> [THE INPUT]
● ● ● ●

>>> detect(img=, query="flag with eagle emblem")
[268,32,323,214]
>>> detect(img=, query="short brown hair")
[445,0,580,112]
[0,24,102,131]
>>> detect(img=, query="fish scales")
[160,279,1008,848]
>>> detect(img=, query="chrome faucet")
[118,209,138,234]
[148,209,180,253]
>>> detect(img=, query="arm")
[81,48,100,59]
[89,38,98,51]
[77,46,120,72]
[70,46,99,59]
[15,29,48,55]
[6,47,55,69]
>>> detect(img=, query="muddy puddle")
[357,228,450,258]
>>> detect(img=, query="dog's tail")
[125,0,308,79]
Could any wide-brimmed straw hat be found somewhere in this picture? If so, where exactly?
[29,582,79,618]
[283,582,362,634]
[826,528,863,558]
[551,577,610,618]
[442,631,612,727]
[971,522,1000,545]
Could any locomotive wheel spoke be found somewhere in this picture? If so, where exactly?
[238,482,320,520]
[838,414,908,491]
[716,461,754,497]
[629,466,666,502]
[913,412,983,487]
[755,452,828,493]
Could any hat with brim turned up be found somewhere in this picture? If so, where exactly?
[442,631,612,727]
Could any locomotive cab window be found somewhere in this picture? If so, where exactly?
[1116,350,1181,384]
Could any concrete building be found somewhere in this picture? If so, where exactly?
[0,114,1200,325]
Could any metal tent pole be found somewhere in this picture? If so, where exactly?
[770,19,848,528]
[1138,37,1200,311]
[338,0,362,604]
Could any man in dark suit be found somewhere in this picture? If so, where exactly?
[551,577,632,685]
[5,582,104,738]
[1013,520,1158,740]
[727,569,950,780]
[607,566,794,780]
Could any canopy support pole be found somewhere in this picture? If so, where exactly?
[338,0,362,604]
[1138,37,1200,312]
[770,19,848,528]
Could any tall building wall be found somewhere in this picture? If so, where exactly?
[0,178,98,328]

● ● ● ●

> [GIVEN EXERCISE]
Copy every one of the rows above word for word, keeping each line and its order unchanged.

> [FULL ANSWER]
>>> detect(img=, query="flag with eagle emblem")
[268,32,323,214]
>>> detect(img=, query="short brown hair")
[445,0,580,112]
[0,24,102,131]
>>> detect(img=, query="fish scales")
[160,279,1008,848]
>>> detect(img=, query="chrome faucet")
[118,209,138,234]
[148,209,180,253]
>>> detect(img=, query="arm")
[81,48,100,59]
[89,38,98,51]
[77,46,120,72]
[70,46,99,59]
[15,29,48,55]
[6,47,55,69]
>>> detect(img=, query="muddy puddle")
[357,228,450,258]
>>> detect(img=, query="dog's tail")
[125,0,308,79]
Could any wide-brimmed straw hat be found somewhere in this picture? If so, where exactly?
[29,582,79,618]
[283,582,362,634]
[826,528,863,558]
[551,577,610,618]
[442,631,612,727]
[971,522,1000,545]
Could any locomotive wheel spoke be found somewhere in this picture? If so, where exactly?
[238,482,320,520]
[838,414,908,491]
[716,461,754,497]
[629,466,666,502]
[913,412,983,487]
[755,452,828,493]
Could any hat with brim turned up be found somewhere in this picture? If so, where exactly?
[442,631,612,727]
Could any locomotive cab window be found somewhere in this picture? If so, where exactly?
[1116,350,1181,384]
Could any concrete building be found somewhere in this picture? If so, where exactly?
[0,114,1200,325]
Could any metal tent pole be found somewhere in this picture? If so, where exactly?
[770,19,848,528]
[1138,37,1200,311]
[338,0,362,604]
Could any man in dark suit be found somewhere in this picture? If so, where exactly?
[551,577,632,685]
[5,582,104,738]
[1013,520,1158,740]
[727,569,950,780]
[607,566,794,780]
Could any canopy support pole be found somewhere in this picture? If so, where exactly?
[338,0,362,604]
[1138,37,1200,312]
[770,19,848,528]
Could any tall building wall be found somewhere in this picture? If so, where exactly?
[0,178,98,328]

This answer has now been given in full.